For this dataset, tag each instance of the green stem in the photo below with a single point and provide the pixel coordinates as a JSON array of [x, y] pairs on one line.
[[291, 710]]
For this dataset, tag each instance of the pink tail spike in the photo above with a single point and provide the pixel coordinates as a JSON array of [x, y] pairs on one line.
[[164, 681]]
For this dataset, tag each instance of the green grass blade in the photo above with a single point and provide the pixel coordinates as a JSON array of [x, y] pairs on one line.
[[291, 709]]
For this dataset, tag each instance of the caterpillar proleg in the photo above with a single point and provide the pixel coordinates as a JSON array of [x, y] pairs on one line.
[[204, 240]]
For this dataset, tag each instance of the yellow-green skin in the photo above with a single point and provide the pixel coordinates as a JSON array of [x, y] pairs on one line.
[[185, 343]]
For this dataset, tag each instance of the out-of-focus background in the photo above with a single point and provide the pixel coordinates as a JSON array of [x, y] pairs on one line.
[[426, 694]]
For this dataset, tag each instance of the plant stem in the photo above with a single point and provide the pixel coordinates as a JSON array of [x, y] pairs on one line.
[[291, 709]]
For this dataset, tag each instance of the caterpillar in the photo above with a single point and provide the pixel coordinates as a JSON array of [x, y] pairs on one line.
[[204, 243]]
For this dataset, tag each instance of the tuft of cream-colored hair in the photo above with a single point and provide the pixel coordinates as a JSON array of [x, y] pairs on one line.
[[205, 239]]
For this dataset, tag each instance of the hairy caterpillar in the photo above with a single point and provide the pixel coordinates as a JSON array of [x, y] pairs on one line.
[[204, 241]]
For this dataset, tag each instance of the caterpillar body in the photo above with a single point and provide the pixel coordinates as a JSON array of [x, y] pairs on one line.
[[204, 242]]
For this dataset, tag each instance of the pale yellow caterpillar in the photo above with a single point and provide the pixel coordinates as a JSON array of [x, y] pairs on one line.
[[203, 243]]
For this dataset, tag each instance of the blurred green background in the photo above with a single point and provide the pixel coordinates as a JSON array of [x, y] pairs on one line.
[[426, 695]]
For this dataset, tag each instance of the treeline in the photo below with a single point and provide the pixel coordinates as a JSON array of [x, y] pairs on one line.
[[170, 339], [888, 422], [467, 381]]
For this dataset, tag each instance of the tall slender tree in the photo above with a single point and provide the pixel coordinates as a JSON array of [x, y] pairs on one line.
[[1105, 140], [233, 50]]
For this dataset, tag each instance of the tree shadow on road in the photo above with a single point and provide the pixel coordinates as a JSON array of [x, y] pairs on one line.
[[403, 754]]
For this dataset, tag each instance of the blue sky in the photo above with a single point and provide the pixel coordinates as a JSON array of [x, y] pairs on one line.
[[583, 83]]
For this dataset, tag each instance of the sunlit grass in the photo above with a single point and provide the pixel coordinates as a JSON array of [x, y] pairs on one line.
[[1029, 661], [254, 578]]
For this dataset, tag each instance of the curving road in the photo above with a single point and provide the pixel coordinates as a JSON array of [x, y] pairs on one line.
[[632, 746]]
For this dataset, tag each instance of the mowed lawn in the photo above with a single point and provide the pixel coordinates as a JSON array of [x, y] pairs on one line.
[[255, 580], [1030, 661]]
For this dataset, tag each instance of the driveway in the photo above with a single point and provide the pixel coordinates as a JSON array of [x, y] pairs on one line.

To do: Copy out everything from the start of the records down to the line containing "[[204, 240]]", including that line, exactly as it appears.

Exercise response:
For this dataset, tag each instance of the green stem in the photo below with a single point and provide the pixel coordinates as a JSON array of [x, y] pairs on one line.
[[291, 710]]
For this dataset, tag each instance of the pink tail spike in the photo above with a single point and provide the pixel coordinates as a JSON array of [x, y] pairs on one line.
[[164, 681]]
For this dataset, tag each instance of the green grass blade in the photo above with a single point and provide the pixel coordinates as a JSON array of [x, y] pairs on one line.
[[291, 709]]
For this dataset, tag each instance of the caterpillar proleg in the photo above with a single point and provide the pixel coordinates as a JSON array of [x, y] pairs on one line.
[[204, 240]]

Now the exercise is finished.